** start Data **

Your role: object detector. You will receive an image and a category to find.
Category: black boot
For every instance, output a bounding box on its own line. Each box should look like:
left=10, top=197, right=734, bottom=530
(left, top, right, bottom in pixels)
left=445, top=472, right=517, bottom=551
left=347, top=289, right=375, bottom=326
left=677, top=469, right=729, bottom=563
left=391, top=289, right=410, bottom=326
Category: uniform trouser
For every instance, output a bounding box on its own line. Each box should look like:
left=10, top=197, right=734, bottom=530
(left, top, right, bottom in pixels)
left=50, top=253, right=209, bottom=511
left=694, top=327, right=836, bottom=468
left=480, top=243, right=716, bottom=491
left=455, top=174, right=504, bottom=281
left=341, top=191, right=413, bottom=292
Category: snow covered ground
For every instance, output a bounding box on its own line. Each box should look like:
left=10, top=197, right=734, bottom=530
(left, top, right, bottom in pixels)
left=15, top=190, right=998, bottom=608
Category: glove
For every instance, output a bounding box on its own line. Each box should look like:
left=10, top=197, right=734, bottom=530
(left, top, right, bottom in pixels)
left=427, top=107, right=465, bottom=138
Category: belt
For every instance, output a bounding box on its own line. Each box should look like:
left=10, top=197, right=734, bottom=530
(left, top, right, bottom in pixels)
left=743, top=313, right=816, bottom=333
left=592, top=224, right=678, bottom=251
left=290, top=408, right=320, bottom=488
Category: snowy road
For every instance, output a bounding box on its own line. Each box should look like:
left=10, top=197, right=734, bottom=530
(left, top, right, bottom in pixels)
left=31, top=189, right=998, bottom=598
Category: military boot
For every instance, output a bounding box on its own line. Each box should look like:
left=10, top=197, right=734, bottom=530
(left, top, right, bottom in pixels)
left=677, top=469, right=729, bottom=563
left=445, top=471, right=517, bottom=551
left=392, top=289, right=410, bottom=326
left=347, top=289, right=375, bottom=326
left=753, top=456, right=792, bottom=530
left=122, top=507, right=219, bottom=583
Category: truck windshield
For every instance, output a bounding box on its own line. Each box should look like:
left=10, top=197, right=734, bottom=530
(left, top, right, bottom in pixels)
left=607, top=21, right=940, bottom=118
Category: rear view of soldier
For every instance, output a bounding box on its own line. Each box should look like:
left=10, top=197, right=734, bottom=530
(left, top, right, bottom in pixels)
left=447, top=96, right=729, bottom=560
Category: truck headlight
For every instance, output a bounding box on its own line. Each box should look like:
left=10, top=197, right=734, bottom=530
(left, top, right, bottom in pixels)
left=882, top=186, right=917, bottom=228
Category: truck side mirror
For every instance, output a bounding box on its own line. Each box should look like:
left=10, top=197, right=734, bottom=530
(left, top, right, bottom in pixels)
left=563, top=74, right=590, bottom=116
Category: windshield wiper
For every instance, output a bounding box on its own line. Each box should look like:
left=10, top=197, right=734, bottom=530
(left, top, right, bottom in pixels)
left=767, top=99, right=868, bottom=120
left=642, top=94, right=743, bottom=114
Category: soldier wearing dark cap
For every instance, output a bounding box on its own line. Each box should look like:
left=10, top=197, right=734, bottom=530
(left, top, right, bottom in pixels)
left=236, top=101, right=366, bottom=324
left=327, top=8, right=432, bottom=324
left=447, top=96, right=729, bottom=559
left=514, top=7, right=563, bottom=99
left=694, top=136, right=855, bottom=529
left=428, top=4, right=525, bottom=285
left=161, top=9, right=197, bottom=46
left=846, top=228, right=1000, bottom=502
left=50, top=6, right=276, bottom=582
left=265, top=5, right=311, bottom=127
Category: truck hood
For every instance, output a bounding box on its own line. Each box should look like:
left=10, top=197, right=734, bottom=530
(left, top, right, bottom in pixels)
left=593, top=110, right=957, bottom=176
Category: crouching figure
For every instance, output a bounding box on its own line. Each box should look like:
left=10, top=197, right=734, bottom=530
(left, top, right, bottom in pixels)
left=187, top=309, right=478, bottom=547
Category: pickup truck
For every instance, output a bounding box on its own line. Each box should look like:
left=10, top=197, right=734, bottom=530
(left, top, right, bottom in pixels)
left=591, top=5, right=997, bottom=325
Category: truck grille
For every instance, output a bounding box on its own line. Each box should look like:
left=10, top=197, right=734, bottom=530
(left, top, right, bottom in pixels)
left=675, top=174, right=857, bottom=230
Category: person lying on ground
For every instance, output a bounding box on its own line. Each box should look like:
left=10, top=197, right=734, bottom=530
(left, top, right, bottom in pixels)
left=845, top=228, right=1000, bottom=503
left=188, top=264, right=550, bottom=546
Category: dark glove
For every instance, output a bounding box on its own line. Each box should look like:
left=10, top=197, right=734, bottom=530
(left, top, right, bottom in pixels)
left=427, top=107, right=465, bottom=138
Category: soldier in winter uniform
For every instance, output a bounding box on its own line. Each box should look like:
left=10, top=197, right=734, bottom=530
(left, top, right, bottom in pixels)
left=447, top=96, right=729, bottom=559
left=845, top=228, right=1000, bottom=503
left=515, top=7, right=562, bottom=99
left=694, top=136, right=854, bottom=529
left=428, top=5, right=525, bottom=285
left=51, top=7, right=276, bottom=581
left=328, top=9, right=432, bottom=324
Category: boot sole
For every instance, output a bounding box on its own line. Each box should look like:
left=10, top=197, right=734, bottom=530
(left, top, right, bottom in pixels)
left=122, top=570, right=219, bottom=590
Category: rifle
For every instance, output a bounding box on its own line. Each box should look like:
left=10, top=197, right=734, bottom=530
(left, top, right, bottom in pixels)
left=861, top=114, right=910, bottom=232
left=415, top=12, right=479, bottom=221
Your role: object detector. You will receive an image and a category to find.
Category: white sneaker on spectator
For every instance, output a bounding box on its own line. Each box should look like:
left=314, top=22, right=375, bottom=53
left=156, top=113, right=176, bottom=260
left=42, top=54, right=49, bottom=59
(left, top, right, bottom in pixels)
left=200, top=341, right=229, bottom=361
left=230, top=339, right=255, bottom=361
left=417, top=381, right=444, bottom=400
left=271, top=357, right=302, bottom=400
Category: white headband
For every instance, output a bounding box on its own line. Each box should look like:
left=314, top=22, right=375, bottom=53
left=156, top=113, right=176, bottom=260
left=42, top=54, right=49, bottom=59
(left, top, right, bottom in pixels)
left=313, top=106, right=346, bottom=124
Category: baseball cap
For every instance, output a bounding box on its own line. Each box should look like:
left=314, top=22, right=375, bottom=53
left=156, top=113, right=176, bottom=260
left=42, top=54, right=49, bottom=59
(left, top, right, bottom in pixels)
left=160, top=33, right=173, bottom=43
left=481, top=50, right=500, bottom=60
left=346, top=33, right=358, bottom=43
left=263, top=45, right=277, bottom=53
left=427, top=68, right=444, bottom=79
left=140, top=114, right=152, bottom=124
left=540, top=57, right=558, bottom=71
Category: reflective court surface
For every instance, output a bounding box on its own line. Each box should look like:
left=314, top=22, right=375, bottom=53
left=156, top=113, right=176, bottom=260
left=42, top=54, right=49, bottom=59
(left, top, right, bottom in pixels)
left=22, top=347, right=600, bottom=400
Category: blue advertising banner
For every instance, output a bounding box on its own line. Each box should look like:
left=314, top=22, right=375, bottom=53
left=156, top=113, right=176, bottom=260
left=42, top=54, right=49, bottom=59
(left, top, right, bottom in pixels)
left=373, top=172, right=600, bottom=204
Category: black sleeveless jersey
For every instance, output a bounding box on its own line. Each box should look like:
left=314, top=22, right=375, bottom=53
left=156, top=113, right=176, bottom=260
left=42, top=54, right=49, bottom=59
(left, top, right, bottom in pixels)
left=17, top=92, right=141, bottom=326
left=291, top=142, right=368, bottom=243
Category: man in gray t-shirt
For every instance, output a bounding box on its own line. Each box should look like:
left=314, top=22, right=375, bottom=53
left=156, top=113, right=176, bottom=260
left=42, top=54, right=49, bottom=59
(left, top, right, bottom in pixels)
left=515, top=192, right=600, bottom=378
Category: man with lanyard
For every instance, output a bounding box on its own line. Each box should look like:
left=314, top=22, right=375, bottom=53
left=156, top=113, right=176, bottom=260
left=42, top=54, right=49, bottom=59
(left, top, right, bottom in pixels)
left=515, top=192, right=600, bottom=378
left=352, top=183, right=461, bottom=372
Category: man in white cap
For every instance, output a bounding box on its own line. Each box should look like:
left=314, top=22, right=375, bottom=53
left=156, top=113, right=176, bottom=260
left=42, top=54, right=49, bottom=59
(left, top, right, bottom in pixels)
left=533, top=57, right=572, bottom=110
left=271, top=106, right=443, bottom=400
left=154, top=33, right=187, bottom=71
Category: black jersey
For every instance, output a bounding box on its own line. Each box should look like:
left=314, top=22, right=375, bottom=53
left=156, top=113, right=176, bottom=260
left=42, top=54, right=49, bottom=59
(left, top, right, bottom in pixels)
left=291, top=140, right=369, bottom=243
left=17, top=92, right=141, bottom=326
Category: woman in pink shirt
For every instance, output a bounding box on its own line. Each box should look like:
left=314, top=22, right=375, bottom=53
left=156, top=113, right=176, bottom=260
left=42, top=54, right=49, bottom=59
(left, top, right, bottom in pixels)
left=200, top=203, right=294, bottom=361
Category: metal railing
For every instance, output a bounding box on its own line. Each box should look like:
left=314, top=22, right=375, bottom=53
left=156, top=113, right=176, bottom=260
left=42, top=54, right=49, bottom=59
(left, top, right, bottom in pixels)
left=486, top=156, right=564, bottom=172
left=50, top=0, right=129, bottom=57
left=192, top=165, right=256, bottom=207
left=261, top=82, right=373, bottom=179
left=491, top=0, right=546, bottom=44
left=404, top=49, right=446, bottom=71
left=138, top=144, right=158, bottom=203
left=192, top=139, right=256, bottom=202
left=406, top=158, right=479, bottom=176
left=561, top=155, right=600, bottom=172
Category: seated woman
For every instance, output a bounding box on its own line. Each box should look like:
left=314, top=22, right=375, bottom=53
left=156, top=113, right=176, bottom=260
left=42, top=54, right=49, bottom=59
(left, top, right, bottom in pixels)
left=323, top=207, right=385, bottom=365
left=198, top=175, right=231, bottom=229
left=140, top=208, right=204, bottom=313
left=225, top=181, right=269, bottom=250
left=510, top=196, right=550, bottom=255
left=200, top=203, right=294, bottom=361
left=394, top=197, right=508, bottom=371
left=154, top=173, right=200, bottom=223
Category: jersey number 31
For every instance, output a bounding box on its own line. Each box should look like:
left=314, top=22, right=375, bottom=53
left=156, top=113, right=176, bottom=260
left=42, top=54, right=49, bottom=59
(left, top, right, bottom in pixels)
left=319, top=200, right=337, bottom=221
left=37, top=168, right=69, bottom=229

** end Data **

**Work instructions**
Recast the records from the start up to and including the line with "left=391, top=289, right=410, bottom=326" as a two-column CSV with the columns instruction and boxes. Give one row per record, putting its text in instruction and its answer in boxes, with each field in quotes and line breaks replaced by spaces.

**Answer for this exercise**
instruction,boxes
"Your role: object detector. You will receive an image and a category to find. Category: black boot For every instance, output a bounding box on its own line. Each box should look like: left=10, top=197, right=734, bottom=530 (left, top, right, bottom in pixels)","left=445, top=472, right=517, bottom=551 left=347, top=289, right=375, bottom=326 left=677, top=469, right=729, bottom=563 left=391, top=289, right=410, bottom=326"